**Trecho apresentado**
Peri havia refletido muito sobre o que deveria fazer para derrotar os aventureiros rebeldes e os aimoré... Podemos perceber que o confronto que estava disposto a travar com os selvagens era gigantesco e devia resultar em infortúnio para ele. Cecília e d. Antônio insistiram para que ele permanecesse na casa... A pressão era tanta que Peri se sentiu acuado... A possibilidade de aquelas pessoas queridas sofrerem a agressão dos inimigos era-lhe insuportável. E é por isso que, ainda que as contrariasse, não declinou de sua missão.
(...)
Peri pronunciou um “não!”... Desesperada, Cecília estendeu-lhe a mão
dizendo que o proibia de sair de casa... D. Mariz insistiu com sinceridade
tentando demovê-lo, já que era a “própria senhora” quem lhe dava a ordem para
ficar... O velho, também para tranquilizar a filha, disse que estava fazendo de
Peri um prisioneiro seu e, dessa forma, ficava impedido de deixar a casa.

**O que se pede**
1 - Por favor, explique em uma a três frases por que, segundo o trecho apresentado, Peri não desistiu de sua missão, mesmo contrariando Cecília e d. Antônio.
2 - No trecho apresentado, o que D. Mariz disse que estava fazendo de Peri?

**Material de origem**
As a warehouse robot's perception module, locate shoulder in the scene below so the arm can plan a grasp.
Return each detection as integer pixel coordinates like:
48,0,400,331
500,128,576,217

**Respostas esperadas**
1 - Peri não declinou de sua missão porque lhe era insuportável a possibilidade de aquelas pessoas queridas sofrerem a agressão dos inimigos.

2 - Disse que estava fazendo de Peri um prisioneiro seu.